Task brief: Quote verbatim the part of the rows below that opens with the line containing "TARGET = tree trunk" and continues through the final line of the rows, including both of those lines.

Provided material:
------------------------------------------------------------------------

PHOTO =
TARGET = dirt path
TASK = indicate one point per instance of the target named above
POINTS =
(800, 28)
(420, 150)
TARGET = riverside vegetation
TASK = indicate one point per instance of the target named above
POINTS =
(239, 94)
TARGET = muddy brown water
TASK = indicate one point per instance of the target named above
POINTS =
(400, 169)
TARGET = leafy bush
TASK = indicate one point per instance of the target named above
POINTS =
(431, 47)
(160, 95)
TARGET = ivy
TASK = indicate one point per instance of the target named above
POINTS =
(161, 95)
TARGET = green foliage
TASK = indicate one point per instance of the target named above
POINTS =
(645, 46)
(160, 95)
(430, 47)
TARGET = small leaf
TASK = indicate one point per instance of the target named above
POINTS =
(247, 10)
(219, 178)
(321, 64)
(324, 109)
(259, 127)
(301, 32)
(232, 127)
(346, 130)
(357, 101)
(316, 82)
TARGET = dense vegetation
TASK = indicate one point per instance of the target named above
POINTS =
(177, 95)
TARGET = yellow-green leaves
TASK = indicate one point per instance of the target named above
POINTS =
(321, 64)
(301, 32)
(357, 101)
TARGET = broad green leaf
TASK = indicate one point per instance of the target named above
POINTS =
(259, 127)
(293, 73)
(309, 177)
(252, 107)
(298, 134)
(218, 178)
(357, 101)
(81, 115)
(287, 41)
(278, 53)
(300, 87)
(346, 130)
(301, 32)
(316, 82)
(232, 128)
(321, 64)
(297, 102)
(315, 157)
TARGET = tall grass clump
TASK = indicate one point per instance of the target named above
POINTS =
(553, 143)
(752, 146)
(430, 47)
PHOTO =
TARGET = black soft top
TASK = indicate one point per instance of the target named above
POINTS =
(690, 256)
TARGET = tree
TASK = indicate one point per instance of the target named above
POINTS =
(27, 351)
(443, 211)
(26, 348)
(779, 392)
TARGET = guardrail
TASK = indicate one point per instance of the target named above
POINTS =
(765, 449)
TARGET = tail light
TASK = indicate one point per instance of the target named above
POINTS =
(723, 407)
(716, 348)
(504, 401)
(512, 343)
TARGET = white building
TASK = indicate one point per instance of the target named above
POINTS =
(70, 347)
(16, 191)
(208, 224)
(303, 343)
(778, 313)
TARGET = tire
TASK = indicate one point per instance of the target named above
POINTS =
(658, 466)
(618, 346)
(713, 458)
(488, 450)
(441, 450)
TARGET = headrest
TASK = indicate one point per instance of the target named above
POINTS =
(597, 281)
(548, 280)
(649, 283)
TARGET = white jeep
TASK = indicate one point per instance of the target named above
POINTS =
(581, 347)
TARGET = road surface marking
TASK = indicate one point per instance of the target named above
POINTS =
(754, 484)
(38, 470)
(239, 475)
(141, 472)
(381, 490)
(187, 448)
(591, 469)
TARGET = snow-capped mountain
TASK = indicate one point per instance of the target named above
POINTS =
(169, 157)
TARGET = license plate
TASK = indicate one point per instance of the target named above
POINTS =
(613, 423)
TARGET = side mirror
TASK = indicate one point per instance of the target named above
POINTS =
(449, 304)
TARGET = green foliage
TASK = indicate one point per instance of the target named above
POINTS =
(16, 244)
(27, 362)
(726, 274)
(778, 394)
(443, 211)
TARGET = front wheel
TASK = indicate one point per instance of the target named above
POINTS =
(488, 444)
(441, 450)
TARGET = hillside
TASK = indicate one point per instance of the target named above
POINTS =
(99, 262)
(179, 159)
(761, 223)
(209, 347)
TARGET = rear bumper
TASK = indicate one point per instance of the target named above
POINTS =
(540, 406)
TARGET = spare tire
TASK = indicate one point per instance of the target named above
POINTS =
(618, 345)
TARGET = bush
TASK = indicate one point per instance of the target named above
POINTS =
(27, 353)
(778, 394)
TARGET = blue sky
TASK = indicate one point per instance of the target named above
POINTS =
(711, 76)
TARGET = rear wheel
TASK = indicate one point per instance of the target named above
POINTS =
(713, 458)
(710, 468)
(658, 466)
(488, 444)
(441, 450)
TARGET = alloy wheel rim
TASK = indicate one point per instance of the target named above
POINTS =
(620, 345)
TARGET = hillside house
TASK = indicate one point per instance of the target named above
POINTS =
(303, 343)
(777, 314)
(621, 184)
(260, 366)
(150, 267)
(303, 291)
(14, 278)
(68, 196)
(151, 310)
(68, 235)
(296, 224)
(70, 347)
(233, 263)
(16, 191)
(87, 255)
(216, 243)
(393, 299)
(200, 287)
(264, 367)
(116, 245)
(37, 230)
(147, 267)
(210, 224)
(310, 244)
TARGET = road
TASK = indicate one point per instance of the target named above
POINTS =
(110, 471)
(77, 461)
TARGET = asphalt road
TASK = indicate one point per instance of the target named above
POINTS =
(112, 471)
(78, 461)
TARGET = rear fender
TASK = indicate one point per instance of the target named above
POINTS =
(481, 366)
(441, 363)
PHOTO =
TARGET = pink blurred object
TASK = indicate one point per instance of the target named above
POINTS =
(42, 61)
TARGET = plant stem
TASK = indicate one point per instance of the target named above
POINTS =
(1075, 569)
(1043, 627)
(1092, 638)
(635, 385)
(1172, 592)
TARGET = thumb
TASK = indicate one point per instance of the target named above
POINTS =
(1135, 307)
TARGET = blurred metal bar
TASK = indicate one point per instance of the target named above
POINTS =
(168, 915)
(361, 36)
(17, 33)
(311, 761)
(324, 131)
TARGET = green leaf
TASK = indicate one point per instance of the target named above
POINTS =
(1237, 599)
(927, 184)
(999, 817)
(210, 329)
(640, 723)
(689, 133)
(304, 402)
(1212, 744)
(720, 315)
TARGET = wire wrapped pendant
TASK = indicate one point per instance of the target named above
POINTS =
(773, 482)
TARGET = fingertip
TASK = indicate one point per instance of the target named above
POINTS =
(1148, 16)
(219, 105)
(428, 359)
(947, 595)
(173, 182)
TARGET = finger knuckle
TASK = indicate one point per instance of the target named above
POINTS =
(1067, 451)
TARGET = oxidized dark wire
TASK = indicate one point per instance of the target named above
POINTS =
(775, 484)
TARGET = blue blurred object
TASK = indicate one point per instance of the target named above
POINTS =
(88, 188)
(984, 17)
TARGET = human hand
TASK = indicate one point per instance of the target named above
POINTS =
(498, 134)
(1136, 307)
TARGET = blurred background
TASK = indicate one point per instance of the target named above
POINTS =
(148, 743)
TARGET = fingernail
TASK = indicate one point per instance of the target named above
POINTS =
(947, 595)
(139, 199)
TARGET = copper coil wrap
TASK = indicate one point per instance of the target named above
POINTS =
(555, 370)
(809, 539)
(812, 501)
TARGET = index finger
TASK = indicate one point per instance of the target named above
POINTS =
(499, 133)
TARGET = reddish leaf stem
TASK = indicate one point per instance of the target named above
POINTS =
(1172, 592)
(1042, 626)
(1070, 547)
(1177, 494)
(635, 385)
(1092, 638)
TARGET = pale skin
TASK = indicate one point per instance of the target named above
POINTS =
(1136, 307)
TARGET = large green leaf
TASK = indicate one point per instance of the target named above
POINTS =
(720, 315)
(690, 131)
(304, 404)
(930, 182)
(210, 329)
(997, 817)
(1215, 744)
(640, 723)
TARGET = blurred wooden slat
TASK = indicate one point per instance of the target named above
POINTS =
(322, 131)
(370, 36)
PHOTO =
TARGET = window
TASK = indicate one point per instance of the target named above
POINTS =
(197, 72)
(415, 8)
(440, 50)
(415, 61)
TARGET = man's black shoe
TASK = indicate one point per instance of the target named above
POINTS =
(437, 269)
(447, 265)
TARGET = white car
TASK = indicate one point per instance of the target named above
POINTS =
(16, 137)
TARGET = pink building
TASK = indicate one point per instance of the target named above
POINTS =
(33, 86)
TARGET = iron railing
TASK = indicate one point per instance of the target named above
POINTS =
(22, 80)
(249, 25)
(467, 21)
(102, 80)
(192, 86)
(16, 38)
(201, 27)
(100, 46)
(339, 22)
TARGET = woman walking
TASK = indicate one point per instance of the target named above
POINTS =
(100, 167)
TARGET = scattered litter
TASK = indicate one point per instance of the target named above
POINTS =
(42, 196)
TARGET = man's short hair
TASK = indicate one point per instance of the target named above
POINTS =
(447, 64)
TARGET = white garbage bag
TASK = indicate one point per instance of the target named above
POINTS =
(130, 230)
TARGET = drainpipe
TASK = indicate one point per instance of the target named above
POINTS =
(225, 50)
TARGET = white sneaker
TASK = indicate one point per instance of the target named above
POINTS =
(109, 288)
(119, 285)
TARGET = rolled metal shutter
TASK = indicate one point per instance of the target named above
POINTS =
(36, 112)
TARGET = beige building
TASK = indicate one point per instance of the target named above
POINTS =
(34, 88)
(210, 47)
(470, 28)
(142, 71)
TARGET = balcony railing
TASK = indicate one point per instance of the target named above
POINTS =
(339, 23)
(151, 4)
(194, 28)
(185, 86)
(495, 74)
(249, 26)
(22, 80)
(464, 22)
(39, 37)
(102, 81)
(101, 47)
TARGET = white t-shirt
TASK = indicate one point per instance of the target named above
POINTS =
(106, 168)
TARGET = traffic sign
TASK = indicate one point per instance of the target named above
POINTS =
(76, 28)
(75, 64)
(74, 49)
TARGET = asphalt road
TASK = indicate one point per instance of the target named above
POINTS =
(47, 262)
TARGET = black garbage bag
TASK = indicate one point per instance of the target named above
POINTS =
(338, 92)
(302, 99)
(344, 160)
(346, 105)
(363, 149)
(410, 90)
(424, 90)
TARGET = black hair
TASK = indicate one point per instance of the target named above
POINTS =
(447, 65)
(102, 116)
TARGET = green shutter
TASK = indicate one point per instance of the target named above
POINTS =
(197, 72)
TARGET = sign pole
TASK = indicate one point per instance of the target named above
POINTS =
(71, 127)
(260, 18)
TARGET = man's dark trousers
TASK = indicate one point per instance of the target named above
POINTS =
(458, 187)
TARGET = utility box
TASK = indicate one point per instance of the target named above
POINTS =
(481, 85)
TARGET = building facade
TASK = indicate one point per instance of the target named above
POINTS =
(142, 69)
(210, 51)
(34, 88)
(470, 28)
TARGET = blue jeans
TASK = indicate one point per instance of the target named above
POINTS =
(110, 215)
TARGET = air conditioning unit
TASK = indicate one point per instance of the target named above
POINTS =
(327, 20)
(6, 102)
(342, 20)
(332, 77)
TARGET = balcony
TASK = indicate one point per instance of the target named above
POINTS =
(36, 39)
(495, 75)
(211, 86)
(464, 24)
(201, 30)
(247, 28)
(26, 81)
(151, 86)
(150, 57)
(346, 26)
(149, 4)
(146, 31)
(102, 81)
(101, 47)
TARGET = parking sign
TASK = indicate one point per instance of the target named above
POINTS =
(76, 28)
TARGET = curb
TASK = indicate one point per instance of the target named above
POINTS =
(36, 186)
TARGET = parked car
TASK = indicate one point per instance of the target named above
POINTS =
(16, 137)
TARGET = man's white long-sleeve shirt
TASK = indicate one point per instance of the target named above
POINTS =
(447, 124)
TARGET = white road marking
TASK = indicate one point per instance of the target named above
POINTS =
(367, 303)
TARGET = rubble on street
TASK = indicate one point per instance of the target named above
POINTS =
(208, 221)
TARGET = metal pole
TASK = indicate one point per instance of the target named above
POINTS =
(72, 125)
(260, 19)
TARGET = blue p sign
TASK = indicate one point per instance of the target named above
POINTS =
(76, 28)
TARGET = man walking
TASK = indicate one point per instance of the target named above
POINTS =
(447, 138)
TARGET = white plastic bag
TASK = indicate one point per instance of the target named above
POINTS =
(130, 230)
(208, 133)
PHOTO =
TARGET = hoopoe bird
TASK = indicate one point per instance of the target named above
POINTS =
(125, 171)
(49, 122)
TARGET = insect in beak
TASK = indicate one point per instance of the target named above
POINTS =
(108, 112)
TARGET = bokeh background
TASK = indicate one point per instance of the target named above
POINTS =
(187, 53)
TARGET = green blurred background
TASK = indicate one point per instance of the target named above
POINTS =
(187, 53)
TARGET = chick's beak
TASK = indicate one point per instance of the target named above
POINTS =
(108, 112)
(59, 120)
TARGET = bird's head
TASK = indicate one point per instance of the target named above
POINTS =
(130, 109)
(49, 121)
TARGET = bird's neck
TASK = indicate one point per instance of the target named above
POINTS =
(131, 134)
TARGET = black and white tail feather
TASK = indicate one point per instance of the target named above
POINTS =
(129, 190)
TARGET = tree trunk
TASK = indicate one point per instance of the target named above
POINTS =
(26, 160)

------------------------------------------------------------------------

Reply:
TARGET = tree trunk
TASK = indicate one point per instance of the target named above
POINTS =
(26, 160)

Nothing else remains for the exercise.